**Short task**
Locate each line in the records that contains the string "shorts" and copy those lines out.
--- --- ---
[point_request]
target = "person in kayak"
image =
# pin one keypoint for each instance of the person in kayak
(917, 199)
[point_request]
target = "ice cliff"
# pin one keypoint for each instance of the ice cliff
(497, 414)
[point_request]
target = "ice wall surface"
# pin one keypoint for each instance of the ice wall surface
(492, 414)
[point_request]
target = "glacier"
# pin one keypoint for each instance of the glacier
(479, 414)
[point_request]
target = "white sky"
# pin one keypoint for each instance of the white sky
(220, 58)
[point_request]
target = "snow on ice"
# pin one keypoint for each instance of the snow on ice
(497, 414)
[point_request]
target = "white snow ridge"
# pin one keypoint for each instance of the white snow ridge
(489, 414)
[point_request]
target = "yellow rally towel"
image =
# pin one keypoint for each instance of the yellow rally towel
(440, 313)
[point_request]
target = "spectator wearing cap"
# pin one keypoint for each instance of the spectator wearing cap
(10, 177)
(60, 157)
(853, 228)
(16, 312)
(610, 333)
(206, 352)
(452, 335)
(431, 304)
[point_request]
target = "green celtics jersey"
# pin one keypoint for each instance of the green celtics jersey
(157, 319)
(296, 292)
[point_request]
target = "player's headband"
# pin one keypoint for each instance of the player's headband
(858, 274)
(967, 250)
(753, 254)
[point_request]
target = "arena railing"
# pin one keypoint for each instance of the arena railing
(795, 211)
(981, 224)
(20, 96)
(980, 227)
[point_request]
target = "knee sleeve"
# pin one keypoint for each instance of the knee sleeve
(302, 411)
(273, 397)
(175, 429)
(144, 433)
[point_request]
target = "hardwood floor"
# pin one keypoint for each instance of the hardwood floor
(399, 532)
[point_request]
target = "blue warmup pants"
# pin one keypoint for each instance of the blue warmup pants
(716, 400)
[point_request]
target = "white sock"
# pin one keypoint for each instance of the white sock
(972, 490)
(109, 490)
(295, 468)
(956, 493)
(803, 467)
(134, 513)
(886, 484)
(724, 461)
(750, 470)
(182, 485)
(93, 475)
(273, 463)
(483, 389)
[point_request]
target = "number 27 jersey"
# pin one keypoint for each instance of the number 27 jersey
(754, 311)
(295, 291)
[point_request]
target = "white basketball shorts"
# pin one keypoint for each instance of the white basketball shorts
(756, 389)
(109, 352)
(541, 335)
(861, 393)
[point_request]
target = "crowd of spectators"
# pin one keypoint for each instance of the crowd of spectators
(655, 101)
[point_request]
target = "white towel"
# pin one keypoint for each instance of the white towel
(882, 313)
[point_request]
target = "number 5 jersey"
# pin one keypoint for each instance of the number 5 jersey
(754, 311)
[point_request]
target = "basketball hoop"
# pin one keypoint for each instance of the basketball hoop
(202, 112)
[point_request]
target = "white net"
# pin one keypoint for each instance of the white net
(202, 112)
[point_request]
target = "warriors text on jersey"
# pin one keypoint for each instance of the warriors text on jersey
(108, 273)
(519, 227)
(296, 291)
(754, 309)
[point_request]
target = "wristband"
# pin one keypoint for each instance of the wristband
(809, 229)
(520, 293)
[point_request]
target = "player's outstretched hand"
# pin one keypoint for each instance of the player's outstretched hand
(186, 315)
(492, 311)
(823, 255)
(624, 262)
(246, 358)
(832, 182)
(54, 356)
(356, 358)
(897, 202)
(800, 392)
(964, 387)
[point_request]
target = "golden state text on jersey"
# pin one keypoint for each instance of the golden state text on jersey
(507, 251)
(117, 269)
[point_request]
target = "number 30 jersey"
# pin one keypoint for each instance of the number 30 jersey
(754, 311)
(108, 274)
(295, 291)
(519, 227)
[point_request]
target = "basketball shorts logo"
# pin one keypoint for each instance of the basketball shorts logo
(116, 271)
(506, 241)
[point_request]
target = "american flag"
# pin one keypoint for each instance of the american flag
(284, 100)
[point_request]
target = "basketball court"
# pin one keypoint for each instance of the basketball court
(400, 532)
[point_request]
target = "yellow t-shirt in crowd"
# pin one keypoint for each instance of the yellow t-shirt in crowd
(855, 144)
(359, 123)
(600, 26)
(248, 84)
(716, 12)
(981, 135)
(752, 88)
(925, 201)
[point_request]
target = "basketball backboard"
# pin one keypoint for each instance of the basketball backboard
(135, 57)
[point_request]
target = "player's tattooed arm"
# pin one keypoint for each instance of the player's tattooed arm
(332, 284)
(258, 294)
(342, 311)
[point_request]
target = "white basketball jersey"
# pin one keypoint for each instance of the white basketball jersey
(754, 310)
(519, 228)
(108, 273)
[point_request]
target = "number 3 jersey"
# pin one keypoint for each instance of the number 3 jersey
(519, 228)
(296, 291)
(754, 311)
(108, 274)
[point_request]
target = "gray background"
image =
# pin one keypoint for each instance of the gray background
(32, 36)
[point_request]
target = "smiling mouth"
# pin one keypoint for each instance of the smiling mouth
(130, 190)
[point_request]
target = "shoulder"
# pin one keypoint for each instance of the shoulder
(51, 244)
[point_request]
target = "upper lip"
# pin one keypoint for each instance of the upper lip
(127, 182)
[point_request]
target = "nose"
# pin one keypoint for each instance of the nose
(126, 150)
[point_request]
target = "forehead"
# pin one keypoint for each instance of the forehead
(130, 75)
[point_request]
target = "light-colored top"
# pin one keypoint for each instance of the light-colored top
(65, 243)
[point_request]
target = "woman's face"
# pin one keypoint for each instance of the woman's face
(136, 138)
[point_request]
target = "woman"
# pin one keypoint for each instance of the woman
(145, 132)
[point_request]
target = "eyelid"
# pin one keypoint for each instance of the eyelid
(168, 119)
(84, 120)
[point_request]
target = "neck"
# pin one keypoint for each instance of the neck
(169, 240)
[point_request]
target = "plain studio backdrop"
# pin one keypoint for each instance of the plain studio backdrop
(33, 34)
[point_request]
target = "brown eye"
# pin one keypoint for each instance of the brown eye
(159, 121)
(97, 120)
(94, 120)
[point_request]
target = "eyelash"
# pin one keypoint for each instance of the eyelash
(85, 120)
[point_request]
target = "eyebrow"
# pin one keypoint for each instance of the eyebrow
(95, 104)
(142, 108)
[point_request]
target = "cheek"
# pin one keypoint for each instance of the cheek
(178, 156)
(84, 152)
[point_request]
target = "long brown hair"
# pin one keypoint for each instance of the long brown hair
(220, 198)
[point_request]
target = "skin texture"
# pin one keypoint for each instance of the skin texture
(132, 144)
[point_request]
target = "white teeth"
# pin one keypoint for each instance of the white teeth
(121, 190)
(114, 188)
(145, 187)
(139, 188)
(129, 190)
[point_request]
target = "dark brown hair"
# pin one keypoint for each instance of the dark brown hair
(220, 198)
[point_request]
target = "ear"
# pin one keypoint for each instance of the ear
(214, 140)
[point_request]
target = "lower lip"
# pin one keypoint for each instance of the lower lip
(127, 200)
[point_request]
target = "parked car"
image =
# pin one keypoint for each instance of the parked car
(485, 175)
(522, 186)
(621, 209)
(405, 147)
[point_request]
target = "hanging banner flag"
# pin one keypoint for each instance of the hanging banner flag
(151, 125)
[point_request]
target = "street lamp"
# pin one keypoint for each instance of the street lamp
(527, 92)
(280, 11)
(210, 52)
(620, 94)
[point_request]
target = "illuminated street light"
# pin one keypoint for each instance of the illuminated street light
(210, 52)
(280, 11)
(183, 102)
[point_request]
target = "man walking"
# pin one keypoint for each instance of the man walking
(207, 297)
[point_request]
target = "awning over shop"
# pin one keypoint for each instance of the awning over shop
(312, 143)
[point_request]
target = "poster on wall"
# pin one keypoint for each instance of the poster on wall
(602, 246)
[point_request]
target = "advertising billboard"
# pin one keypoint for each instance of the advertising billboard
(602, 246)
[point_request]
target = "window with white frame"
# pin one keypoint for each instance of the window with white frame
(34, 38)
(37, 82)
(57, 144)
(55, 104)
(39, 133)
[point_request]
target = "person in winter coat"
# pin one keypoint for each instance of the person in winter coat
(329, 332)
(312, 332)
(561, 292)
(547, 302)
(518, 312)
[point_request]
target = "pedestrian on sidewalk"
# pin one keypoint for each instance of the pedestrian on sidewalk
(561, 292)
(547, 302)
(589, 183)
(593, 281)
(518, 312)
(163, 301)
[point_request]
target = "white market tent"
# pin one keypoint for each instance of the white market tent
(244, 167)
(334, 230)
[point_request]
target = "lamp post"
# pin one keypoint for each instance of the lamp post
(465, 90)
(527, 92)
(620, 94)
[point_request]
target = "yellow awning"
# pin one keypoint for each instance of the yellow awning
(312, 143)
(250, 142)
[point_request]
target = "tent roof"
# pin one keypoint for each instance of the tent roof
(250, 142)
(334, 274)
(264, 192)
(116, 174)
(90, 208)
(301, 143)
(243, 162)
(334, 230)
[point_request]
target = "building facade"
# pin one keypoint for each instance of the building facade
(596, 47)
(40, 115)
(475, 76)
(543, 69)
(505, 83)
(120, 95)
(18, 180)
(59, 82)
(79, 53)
--- --- ---
**Result of the task**
target = "white basketball shorts"
# pin one keypoint for each instance of the white basketball shorts
target = "basketball shorts logo"
# pin one keypoint for each instance of the basketball shorts logo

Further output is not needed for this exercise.